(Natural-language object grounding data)
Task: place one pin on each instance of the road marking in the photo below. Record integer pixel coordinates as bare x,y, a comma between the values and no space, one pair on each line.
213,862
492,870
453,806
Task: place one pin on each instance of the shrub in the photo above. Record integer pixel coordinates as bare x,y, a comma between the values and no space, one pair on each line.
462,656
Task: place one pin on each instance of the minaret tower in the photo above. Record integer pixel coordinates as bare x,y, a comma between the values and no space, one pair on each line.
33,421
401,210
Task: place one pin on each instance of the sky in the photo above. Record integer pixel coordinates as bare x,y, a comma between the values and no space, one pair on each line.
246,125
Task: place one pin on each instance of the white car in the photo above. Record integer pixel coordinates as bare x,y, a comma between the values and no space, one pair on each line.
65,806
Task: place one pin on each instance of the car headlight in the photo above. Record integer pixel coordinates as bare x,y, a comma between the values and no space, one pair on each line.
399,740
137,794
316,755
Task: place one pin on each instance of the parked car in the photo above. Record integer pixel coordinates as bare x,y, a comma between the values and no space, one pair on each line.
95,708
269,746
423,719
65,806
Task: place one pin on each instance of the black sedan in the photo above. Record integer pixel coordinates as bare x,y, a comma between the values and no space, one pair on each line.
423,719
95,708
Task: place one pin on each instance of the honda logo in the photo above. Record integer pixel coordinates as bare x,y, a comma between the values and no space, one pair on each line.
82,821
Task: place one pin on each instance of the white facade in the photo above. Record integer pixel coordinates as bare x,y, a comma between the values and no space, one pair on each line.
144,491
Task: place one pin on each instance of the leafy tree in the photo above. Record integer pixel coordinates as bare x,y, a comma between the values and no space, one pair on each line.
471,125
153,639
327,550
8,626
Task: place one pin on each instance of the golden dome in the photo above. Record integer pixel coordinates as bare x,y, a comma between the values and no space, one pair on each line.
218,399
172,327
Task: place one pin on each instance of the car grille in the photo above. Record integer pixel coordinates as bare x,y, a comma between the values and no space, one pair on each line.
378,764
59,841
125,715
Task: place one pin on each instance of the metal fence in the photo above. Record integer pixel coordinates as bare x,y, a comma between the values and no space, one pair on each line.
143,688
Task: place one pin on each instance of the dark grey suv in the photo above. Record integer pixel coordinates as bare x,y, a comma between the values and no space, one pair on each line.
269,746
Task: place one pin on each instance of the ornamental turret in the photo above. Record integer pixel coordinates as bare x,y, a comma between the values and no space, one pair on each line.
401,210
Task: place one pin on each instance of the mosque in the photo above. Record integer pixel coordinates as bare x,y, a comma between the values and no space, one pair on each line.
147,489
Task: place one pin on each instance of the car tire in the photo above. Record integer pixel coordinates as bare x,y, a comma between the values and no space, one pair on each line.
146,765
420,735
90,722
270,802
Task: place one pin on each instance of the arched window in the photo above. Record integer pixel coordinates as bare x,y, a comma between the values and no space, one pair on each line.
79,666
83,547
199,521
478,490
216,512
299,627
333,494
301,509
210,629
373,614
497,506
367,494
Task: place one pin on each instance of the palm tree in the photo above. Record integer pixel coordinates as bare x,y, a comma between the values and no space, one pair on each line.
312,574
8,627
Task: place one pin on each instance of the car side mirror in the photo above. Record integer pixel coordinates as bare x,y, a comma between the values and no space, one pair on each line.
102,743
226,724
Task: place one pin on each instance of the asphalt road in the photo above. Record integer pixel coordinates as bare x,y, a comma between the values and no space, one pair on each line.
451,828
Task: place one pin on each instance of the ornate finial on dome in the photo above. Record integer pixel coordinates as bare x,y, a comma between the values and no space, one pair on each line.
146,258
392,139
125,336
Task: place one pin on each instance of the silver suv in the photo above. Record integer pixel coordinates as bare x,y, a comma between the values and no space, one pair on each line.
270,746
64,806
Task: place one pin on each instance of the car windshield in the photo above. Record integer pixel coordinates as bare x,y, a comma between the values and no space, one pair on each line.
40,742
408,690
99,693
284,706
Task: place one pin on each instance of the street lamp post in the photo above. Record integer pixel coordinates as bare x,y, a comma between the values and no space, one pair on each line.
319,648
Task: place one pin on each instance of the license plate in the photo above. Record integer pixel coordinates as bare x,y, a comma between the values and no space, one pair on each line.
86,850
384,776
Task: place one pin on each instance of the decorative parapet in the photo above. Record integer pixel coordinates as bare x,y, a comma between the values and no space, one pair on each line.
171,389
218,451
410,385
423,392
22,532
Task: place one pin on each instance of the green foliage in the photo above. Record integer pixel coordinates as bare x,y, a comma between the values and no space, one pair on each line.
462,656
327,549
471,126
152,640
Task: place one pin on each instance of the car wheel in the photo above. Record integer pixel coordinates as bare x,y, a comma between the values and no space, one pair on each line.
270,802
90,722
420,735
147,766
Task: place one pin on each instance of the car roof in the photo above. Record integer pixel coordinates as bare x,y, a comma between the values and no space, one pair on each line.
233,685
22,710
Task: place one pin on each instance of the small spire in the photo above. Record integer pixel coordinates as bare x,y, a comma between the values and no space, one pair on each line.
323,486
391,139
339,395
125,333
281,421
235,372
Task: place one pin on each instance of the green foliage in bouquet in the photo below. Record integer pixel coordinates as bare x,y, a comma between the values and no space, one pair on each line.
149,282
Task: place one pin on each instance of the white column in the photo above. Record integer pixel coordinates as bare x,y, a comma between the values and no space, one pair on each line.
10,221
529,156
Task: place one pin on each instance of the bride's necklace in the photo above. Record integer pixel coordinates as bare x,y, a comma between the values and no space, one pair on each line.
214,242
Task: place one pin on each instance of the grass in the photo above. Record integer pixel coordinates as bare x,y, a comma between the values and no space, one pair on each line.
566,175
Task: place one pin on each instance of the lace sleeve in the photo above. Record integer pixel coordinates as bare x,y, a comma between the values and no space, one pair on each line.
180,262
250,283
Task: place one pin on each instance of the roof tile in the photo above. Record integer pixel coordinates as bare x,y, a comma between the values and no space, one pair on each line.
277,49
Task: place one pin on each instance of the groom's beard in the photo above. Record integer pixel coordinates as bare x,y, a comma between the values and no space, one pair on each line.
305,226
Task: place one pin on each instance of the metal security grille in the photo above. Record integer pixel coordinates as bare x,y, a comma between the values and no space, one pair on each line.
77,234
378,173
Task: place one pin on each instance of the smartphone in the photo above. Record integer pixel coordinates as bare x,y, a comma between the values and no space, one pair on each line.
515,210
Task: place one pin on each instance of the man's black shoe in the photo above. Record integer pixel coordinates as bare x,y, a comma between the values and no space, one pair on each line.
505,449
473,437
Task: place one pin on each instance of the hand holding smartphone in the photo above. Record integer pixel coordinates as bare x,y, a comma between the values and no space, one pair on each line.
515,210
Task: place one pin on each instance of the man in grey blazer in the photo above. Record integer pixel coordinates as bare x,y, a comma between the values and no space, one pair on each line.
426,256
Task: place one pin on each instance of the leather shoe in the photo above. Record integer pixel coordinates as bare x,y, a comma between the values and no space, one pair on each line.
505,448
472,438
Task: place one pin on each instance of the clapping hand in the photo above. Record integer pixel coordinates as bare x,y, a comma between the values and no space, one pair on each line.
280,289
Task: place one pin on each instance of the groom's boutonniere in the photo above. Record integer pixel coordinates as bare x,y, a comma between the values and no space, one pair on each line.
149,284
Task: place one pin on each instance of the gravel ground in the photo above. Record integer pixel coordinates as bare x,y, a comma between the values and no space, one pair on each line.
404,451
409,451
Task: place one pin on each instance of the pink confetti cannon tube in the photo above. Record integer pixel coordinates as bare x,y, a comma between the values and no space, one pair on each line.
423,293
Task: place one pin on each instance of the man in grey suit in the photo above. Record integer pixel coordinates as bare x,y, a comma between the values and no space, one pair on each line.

Exercise directions — Reproduce the records exactly, keeping every line.

Answer box —
Task: place one pin on each instance of the road marking in the photo below. Record integer pixel coordinates as bare x,y, a comma between the values and no space, one pair on each line.
213,862
492,870
453,806
Task: place one pin on each instance of the shrub in the photo above. Record integer pixel coordinates as bare x,y, a comma between the values and no space, one pair on each line.
462,656
Task: place one pin on each instance of the minaret tower in the photo above. Record integer pixel coordinates as bare x,y, a comma between the values and no space, one pair on each line.
33,421
401,210
Task: place one pin on each instance of the sky in the photo above. Record integer pixel coordinates as bare x,y, a comma between the values and no space, one pair on each line.
246,125
Task: place one pin on each instance of the white car in the photo above. Record integer pixel coordinates as bare x,y, a comma between the values and no space, one pair on each line.
65,806
Task: place one pin on each instance of the car headlight in the photo above. Record integer pixel coordinates as bare x,y, a comma between the values and no space, one pair on each line.
399,740
137,794
316,755
Task: place one pin on each instance of the parked car in the photo above. Record integer pixel coordinates as bare x,y, a comma between the values and no space, one pair on each line.
95,708
269,746
423,719
65,806
Task: place one pin on each instance of the black sedan in the photo above. Record integer pixel coordinates as bare x,y, a comma between the values and no space, one pair on each line.
423,719
95,708
Task: place one pin on each instance of the honda logo in the photo above. Record integer pixel coordinates as bare x,y, a comma between the values and no space, one pair on each line.
82,821
Task: place one pin on each instance of the white facade in the photo above. Record integer pixel coordinates as bare x,y, a comma between the values and no space, one pair on each line.
144,491
Task: place one pin on each instance of the leafy tree in the photo above. Record integer pixel coordinates as bare x,y, a comma between the values and no space, one pair on each line.
471,125
153,639
327,550
8,626
Task: place one pin on each instance of the golden dome in the photo above. Record integer pixel coordinates as bare x,y, a comma between the values and no space, one pair on each line.
218,399
172,327
Task: place one pin on each instance of the car grille in the photo above. Record integer pixel coordinates as bare x,y, a comma between the values and no space, one pair on each line.
378,764
59,841
125,715
Task: place one pin on each instance of the metal fence in the photo above. Record integer pixel coordinates as bare x,y, a comma between the values and no space, one pair on each line.
143,688
Task: place one pin on each instance of the dark grey suv in the photo above. Record integer pixel coordinates as bare x,y, a comma between the values and no space, one pair on each line.
269,746
Task: place one pin on each instance of the ornamental turret in the photo above. Record integer pixel coordinates as bare x,y, a comma between the values and no space, one pair on each line.
401,210
Task: place one pin on each instance of the mosque in the photo above. Record integer pixel coordinates as bare x,y, a comma between the values and no space, one pair on each line.
147,489
Task: place one pin on each instance of the car tire in the photo above. Record integer pixel coordinates as bare x,y, a comma between the values and no space, one pair on each line.
146,765
420,735
90,722
270,802
Task: place one pin on each instance of the arched window in the photo above. Record integer pixel coordinates as bare x,y, a comma between the values and no space, one pair on each line.
79,666
83,547
199,521
478,490
216,512
299,627
333,494
301,509
210,629
373,614
497,506
367,494
Task: place one pin on each instance of the palm tree in the photo above. Record integer pixel coordinates as bare x,y, a comma between the values and no space, one pair on each line.
312,574
8,627
Task: place one pin on each instance of the car side mirror in the photo above. Record integer pixel coordinates as bare x,y, a comma between the values and no space, one pair on each line.
102,743
226,724
Task: place one pin on each instance of the asphalt road in the photo above. Record integer pixel coordinates as bare x,y, a comma between the values and no space, one pair on each line.
451,828
Task: place one pin on each instance of the ornate finial on dome in the photo above. Record integer pixel coordinates as bare x,y, a comma between the values and no space, one pair on each line.
146,258
392,139
125,336
Task: place one pin on each instance of the silver suv in the photo above. Record integer pixel coordinates as bare x,y, a comma between the values and no space, one pair on each line.
270,746
64,806
Task: place one pin on each instance of the car windshield in the photo above. Record integer pixel coordinates as bare x,y, a comma between the values and no space, one pair on each line.
40,742
408,690
99,693
284,706
Task: place one pin on each instance of the street lamp post in the photo above. Record integer pixel coordinates as bare x,y, a comma between the values and no space, one pair on each line.
319,648
Task: place one pin on each instance of the license plate in the photo above. Record integer pixel coordinates as bare x,y, a comma between the values and no space, one pair on each line.
86,850
384,776
Task: place one pin on each instance of the decorative parapet in the photo above. Record integer pixel coordinates as bare x,y, a comma between the values and no space, one pair on each line.
171,389
218,451
410,385
423,392
22,532
Task: place one pin on each instance of the green foliage in the photo above. Record integer pixel coordinates as bare x,y, a comma between the values and no space, one pair on each line.
462,656
327,549
471,126
152,640
Task: place one pin on each instance of the car wheel in the photo above. Record integer pixel coordinates as bare x,y, a comma between the values and no space, one pair on each line.
270,802
90,722
420,735
147,766
Task: place one pin on each instance of the car roof in the photo above. Record integer pixel coordinates as bare x,y, a comma between the values and no space, one pair on each line.
233,685
22,710
Task: place one pin on each instance of the small spire in the photo above. Record integer pixel coordinates as bare x,y, a comma between the values and no space, one pair on each line.
323,486
391,139
339,395
125,333
281,421
235,372
Task: place one pin on each instance of the green foliage in bouquet in the photo below. Record integer pixel coordinates as bare x,y, a comma between the values and no space, one pair on each line.
149,282
Task: place one pin on each instance of the white column in the photo above. Record integer pixel coordinates as bare x,y, a comma between the values and no space, one pair on each line.
10,221
529,156
Task: place one pin on each instance of the bride's necklace in the photo above. Record integer pixel coordinates as bare x,y, a comma between the values and no space, one pair on each line.
214,242
Task: place one pin on each instance of the grass in the photo above. Record integer pixel coordinates as bare x,y, a comma between the values and no space, one pair on each line.
566,175
Task: place one pin on each instance of the lace sleeve in the photo above. Record integer pixel coordinates as bare x,y, a comma between the values and no space, one pair on each line.
180,262
250,283
Task: place one pin on each instance of the roof tile in the photo above. Record integer pixel coordinates as bare x,y, a comma between the values and no space, one pair on each line.
277,49
Task: place one pin on each instance of the groom's beard in the photo above. Record integer pixel coordinates as bare x,y, a comma between the values and no space, one pair on each line.
305,226
Task: place one pin on each instance of the metal security grille in the photo above. Record integer pixel coordinates as bare x,y, a comma between the values and no space, one pair on each line.
77,234
378,173
Task: place one pin on each instance of the smartphone in the photo above. Record integer pixel coordinates as bare x,y, a comma between the values and no space, one pair on each line.
515,210
Task: place one pin on each instance of the man's black shoe in the photo above. Record integer pixel coordinates as bare x,y, a comma between the values and no space, one pair on each line.
505,449
473,437
Task: place one pin on each instance of the hand holding smartphone in the photo above. Record integer pixel coordinates as bare x,y, a comma between the values and no space, one pair on each line.
515,210
Task: place one pin on each instance of the man in grey blazer in the photo above. Record integer pixel coordinates as bare x,y, a comma between the values and no space, one pair on each line.
426,256
Task: place one pin on each instance of the leather shoe in the photo above. Record integer pixel coordinates as bare x,y, a comma between the values and no space, one pair on each line.
505,448
472,438
Task: place one pin on each instance of the clapping hand in the photo above. Record integer pixel coordinates as bare x,y, a comma between the values and no space, one pair on each line.
280,289
Task: place one pin on each instance of the groom's boutonniere in the photo above. Record integer pixel coordinates as bare x,y, a comma between the values and no space, one pair on each line.
149,284
Task: place one pin on each instance of the gravel ground in the photo above. Record integer pixel coordinates as bare x,y, a comma between the values and no space, one pair on each line.
404,451
409,451
Task: place one pin on each instance of the pink confetti cannon tube in the photo above. Record integer pixel coordinates as bare x,y, a comma between the values and no space, one pair on each line.
423,293
Task: place one pin on each instance of the man in grey suit in the photo above. Record integer pixel coordinates as bare x,y, a comma between the values and no space, one pair on each line.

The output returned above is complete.